=== Work instructions ===
Work out how many lines of the listing hold "ladder", then state only that count.

=== Material for the task ===
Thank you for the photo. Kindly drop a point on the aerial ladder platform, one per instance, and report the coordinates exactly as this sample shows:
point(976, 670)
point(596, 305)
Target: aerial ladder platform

...

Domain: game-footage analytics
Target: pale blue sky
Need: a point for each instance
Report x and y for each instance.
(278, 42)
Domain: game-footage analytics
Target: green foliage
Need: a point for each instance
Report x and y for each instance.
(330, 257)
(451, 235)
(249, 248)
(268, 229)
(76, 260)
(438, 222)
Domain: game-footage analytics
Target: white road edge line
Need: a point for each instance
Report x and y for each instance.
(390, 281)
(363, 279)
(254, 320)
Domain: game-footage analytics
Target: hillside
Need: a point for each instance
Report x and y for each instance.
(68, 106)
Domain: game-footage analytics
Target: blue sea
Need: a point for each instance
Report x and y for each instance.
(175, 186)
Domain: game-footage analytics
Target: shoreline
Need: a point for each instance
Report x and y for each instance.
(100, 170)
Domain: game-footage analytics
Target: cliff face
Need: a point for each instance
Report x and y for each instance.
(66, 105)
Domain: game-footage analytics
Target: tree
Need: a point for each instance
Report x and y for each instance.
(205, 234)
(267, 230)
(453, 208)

--

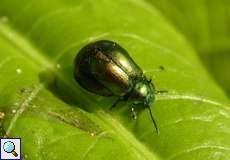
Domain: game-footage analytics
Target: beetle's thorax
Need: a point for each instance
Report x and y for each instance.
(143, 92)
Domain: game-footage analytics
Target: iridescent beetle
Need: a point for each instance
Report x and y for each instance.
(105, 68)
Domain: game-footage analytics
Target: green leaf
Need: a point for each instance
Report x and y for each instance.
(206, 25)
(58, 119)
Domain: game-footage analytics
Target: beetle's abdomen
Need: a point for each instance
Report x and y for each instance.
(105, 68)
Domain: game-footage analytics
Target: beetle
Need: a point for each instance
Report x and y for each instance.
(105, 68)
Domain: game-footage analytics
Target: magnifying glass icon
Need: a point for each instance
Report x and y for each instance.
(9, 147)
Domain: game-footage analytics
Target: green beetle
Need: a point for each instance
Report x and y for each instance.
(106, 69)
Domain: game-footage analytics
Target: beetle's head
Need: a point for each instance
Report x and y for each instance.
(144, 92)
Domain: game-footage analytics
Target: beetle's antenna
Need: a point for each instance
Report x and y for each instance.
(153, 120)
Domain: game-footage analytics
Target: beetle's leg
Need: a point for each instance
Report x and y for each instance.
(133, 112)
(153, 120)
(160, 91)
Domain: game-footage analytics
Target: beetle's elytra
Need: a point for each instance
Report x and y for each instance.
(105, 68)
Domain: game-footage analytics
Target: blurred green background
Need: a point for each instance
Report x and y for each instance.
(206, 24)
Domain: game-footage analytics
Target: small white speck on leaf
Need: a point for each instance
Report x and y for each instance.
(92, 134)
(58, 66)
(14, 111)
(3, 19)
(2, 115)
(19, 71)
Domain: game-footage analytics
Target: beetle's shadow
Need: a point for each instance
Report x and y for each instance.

=== The completed task ===
2